Text extract
[Start]

SiriusXM All-Star Futures Game Photo by Joe Robbins/Getty Images

The position of third base has been a bit of a revolving door for the Boston Red Sox in the last few years. In fact, dating back to the days of Mike Lowell (who retired after 2010, the same year Boston was lucky enough to employ Adrian Beltre), 35 different players have lined up at the hot corner for the Red Sox and over the last three years, three separate players have led the team in starts at third (Travis Shaw, Pablo Sandoval and Will Middlebrooks). That’s not exactly a murderer’s row of hitters, although the hope is a slimmed down Sandoval will work out this year.

Shaw started last year strong, but after posting a wRC+ of 87, he was no longer the answer and got shipped to Milwaukee as part of the Tyler Thornburg trade.

You’ll obviously remember that Sandoval was a major disappointment in his first season in red. He provided negative value to the team (-2.0 fWAR) and was far below average as a hitter (75 wRC+).

Then there was the unfortunate demise of Middlebrooks, who flashed great ability in 2012 when he slashed .288/.325/.509 and launched 15 home runs. The following season, during the 2013 World Series run, he took a step backward. His batting average dropped by 60 points and his on-base percentage fell to a miserable .271. Things only got worse in 2014, when he struggled through 63 games with a .191 batting average. That led to a 43 wRC+. Even if you doubled that you’d still be looking at an easily replaceable commodity.

In 2011, homegrown Kevin Youkillis played the bulk of games at third base, returning to the position that he played while coming up in the minor leagues and starring in Moneyball. Middlebrooks was supposed to be the next successful homegrown third baseman, but that obviously didn’t work out. Trying to pay for one (Sandoval) hasn’t seemed to do the trick, and shifting Shaw over didn’t either.

[End]

Please copy the passage from the Red Sox third base article starting at "The position of" and ending at "out this year.".

[Dataset entries]
[Start]

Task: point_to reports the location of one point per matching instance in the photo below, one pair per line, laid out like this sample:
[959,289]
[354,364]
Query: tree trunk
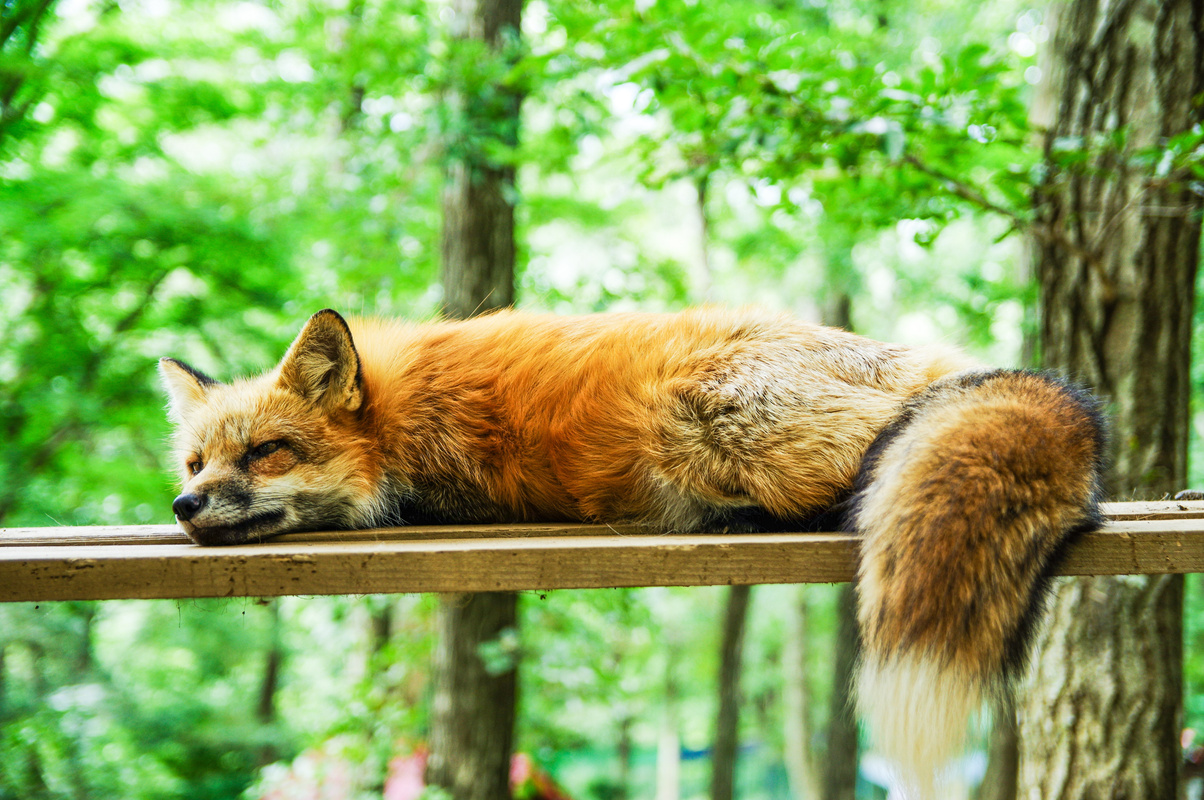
[479,193]
[796,703]
[472,723]
[668,740]
[723,777]
[1116,256]
[1003,758]
[840,765]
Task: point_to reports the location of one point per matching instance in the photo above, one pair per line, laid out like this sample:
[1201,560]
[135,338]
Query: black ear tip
[329,312]
[200,377]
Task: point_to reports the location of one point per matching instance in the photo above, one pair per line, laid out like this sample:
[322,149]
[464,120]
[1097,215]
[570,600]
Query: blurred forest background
[194,177]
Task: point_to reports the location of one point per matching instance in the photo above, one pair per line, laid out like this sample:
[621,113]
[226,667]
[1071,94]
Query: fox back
[966,483]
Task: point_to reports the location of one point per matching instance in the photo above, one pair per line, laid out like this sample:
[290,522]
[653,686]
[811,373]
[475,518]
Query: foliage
[193,177]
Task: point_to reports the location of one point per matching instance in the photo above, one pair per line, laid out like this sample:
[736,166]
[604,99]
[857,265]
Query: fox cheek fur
[966,484]
[273,454]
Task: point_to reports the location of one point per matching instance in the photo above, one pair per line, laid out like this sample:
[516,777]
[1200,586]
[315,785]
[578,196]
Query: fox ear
[323,365]
[186,387]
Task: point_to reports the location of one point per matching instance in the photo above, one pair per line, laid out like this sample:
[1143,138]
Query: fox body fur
[965,483]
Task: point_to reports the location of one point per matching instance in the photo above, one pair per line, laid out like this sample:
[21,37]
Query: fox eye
[266,448]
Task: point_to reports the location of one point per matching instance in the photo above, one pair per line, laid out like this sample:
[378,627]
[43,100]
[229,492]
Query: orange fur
[963,482]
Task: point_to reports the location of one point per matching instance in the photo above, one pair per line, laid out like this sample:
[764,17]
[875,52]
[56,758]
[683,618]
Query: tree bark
[723,776]
[840,765]
[802,766]
[479,193]
[1116,264]
[472,723]
[1003,758]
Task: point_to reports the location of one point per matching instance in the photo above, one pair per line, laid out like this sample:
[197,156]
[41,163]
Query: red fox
[965,483]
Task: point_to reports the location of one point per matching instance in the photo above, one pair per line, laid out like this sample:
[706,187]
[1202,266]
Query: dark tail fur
[965,503]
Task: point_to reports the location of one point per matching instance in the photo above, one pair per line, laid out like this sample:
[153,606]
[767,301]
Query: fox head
[278,453]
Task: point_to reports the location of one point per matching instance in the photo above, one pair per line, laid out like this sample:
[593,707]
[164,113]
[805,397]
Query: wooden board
[40,564]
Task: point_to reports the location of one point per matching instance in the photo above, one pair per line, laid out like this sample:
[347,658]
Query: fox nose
[187,506]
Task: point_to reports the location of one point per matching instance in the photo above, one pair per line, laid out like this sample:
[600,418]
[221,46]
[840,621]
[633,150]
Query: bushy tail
[965,504]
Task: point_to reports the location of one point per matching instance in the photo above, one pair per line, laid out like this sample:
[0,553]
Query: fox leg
[965,503]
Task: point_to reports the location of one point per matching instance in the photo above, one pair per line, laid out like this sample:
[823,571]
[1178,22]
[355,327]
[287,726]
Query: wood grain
[39,564]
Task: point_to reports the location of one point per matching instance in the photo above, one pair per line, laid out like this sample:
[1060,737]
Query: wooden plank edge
[101,572]
[1115,512]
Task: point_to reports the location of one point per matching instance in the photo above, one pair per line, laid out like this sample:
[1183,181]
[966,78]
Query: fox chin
[965,483]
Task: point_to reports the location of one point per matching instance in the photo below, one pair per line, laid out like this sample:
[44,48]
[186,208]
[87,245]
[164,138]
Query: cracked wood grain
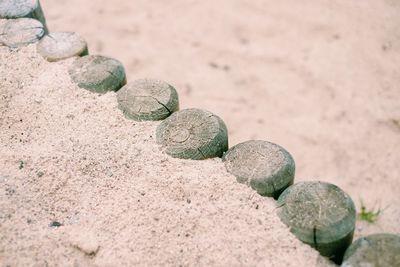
[61,45]
[147,99]
[319,214]
[21,32]
[193,134]
[14,9]
[266,167]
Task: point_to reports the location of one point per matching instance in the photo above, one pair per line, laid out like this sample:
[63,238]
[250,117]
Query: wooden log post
[193,134]
[21,32]
[147,99]
[14,9]
[378,250]
[266,167]
[61,45]
[321,215]
[98,73]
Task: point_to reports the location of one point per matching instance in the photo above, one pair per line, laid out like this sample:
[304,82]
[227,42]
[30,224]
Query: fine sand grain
[70,156]
[321,78]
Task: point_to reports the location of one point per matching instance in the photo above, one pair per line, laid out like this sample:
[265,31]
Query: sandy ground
[321,78]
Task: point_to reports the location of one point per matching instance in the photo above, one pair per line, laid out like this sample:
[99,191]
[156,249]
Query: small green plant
[370,216]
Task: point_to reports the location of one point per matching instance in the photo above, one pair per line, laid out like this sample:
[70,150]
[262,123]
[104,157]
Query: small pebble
[98,73]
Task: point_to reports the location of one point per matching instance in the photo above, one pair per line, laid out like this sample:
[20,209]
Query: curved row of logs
[319,214]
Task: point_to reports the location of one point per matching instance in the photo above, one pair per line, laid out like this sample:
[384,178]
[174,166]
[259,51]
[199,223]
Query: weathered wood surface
[193,134]
[319,214]
[148,99]
[378,250]
[266,167]
[14,9]
[61,45]
[98,73]
[21,32]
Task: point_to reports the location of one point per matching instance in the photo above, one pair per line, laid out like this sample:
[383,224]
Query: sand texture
[69,155]
[320,78]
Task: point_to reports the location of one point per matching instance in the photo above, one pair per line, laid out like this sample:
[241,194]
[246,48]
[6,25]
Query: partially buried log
[61,45]
[378,250]
[98,73]
[193,134]
[321,215]
[266,167]
[14,9]
[21,32]
[147,99]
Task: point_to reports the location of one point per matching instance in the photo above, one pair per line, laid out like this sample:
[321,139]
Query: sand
[320,78]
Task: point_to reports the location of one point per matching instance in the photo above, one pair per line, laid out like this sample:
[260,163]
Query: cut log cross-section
[319,214]
[61,45]
[193,134]
[21,32]
[14,9]
[98,73]
[147,99]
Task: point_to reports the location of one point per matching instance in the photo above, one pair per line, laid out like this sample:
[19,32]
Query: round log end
[321,215]
[61,45]
[193,134]
[379,250]
[266,167]
[98,73]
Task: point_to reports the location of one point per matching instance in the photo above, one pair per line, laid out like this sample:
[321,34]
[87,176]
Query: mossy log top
[14,9]
[61,45]
[193,134]
[266,167]
[148,99]
[319,214]
[378,250]
[98,73]
[21,32]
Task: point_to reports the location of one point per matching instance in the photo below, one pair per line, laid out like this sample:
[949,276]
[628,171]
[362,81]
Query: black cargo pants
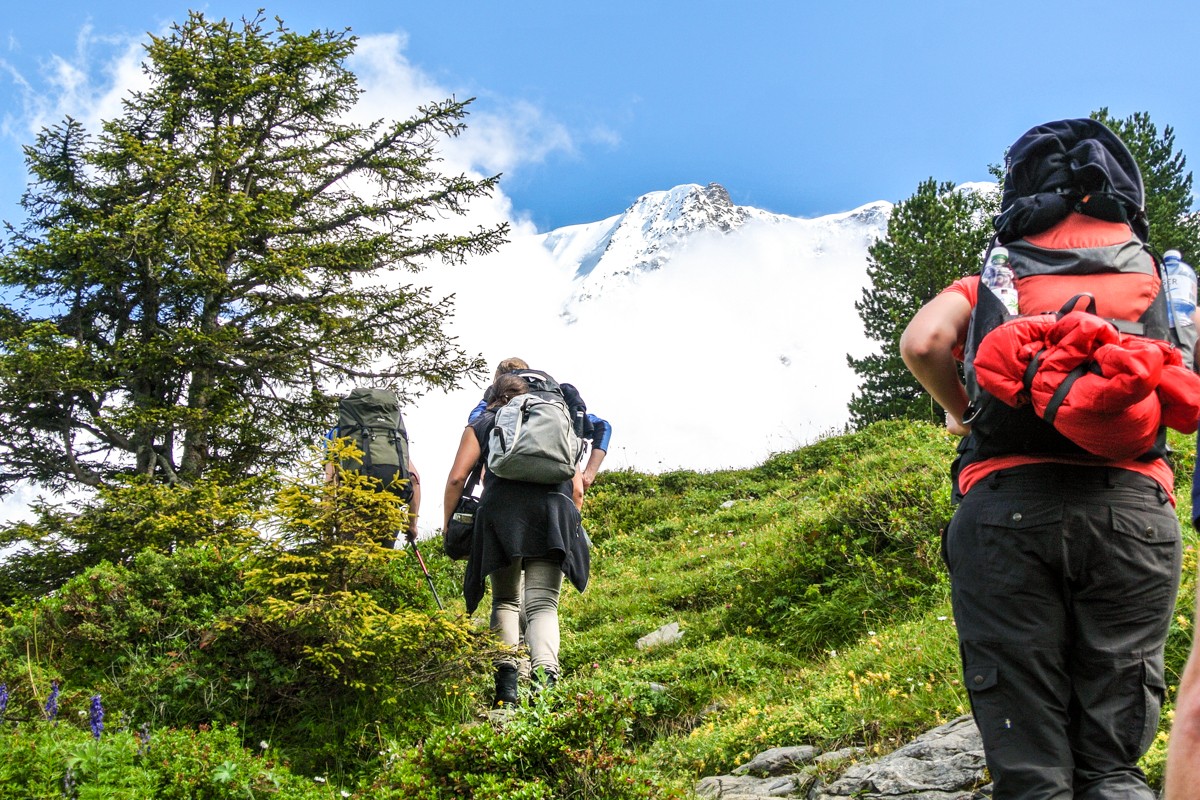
[1063,583]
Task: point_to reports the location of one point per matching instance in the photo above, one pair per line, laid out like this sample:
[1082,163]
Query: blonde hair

[End]

Correct answer
The position of third base has been a bit of a revolving door for the Boston Red Sox in the last few years. In fact, dating back to the days of Mike Lowell (who retired after 2010, the same year Boston was lucky enough to employ Adrian Beltre), 35 different players have lined up at the hot corner for the Red Sox and over the last three years, three separate players have led the team in starts at third (Travis Shaw, Pablo Sandoval and Will Middlebrooks). That’s not exactly a murderer’s row of hitters, although the hope is a slimmed down Sandoval will work out this year.